Tujuan Tugas:
Tulis ulang butir-butir yang dimulai dari baris yang memuat "Practice step: locate the light reflection" dan berakhir pada butir terakhir, dengan mengganti "rope" menjadi "cable" serta membiarkan bagian lainnya tanpa perubahan.

[Entri koleksi]

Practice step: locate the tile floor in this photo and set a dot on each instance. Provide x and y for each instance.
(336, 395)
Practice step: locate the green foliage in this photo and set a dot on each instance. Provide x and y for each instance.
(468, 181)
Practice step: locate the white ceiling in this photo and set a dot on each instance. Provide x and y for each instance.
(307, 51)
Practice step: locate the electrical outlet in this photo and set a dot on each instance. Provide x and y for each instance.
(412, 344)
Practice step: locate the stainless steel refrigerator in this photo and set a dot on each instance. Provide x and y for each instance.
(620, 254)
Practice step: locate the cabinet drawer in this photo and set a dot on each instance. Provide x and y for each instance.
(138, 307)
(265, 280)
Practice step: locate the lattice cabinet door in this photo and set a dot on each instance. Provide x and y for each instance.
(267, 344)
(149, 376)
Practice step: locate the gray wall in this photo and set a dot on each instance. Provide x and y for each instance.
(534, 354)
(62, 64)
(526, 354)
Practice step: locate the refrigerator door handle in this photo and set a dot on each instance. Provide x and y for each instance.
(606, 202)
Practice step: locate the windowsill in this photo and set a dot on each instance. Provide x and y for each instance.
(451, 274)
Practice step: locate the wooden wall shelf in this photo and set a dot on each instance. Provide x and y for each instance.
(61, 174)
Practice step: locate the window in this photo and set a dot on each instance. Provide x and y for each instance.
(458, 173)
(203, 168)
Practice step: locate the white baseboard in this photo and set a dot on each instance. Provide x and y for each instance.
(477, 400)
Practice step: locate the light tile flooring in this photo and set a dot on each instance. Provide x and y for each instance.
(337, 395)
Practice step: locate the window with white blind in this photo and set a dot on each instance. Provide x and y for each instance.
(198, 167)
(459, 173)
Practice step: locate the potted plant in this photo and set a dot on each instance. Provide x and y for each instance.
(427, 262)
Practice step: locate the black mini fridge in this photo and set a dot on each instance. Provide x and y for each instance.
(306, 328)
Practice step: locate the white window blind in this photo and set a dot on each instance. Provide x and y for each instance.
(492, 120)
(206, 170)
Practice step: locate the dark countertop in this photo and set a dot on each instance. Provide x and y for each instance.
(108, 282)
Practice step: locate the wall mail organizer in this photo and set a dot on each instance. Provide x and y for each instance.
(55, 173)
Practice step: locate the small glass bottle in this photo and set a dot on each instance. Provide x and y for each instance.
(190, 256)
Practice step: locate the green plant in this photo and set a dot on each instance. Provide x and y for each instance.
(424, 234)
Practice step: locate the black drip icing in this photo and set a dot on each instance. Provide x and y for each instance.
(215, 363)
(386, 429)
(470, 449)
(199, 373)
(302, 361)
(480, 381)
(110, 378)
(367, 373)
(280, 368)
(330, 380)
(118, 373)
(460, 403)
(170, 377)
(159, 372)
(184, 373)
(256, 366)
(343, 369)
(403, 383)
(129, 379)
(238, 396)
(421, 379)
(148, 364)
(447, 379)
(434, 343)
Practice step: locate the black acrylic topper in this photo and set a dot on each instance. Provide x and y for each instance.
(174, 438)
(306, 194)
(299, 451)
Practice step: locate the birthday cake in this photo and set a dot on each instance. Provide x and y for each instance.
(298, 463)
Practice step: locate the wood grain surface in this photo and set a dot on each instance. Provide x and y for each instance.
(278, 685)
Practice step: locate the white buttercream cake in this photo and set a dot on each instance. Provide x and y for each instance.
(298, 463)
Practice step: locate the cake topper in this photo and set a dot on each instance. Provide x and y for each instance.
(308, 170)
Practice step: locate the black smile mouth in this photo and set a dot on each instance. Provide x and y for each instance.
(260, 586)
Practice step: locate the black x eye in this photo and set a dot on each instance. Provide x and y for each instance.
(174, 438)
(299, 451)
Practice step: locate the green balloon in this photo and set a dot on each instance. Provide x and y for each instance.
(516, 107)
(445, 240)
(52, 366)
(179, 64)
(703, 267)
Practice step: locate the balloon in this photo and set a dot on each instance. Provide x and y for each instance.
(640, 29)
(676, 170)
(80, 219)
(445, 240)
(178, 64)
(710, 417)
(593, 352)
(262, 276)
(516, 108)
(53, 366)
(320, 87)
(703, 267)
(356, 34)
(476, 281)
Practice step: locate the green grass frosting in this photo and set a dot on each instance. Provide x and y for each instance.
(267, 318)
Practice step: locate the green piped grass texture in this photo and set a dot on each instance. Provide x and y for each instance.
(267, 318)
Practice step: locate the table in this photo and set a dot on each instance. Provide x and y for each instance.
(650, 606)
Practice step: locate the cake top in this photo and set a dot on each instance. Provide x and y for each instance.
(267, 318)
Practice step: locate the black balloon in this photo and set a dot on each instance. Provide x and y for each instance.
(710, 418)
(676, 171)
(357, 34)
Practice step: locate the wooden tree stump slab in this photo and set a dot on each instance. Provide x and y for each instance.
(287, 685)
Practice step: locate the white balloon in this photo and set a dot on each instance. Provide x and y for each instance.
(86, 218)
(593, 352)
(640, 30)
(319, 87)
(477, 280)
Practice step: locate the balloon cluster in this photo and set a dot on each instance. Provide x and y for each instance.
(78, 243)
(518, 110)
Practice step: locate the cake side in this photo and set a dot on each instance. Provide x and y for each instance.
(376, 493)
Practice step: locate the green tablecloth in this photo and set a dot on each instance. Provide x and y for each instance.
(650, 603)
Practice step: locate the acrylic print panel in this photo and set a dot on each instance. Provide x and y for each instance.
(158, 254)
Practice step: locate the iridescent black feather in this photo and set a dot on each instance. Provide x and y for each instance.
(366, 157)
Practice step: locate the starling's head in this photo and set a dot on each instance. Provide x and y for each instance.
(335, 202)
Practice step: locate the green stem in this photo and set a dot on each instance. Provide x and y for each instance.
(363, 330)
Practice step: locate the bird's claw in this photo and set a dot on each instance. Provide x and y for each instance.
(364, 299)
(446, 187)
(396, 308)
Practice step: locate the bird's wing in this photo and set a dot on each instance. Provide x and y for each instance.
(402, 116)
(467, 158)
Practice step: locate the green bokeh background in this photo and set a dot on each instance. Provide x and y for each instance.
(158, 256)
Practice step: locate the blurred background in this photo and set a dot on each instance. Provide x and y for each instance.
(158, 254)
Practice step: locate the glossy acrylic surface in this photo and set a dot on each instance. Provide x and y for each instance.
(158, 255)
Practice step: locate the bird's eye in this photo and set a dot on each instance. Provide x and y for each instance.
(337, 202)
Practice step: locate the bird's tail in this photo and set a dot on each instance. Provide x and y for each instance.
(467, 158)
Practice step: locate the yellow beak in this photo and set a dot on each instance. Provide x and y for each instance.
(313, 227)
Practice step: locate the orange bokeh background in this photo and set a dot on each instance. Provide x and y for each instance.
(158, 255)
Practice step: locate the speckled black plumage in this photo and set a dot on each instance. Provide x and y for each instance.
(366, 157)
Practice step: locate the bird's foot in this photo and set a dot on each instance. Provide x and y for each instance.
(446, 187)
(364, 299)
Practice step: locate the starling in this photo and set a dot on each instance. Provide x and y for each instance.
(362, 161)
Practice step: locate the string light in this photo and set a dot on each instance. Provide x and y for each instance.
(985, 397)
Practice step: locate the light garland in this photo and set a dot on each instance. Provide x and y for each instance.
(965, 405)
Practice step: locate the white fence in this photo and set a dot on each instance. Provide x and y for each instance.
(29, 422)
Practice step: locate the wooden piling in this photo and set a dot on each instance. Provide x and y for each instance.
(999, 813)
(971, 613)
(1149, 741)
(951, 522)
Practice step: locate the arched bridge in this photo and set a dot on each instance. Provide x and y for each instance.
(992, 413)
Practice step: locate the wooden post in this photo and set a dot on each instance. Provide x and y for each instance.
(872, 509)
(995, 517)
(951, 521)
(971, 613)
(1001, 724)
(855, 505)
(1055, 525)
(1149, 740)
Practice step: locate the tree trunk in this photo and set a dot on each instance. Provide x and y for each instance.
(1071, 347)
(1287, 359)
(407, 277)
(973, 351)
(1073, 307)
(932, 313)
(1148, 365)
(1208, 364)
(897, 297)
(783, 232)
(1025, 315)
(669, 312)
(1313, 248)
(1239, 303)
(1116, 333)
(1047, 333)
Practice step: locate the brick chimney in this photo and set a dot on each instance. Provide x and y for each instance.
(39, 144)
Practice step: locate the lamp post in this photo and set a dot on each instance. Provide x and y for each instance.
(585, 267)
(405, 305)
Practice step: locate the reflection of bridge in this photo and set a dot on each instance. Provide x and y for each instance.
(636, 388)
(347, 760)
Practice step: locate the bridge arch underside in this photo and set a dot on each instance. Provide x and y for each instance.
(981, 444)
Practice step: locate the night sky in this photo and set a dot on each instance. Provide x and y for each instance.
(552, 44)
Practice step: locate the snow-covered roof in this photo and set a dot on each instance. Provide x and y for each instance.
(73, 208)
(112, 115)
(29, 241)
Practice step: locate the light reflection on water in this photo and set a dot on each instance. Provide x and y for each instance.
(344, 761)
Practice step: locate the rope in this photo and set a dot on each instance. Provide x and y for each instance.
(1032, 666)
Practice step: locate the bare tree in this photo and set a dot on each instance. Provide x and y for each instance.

Jawaban Benar:
Practice step: locate the light reflection on water in this photo and set a dot on each instance. Provide x and y for each instance.
(344, 761)
Practice step: locate the cable in this photo and set a dot on each instance. Provide x and y for each instance.
(1032, 666)
Practice step: locate the bare tree in this photo and set a dot on each instance. Provide x and y for each instance.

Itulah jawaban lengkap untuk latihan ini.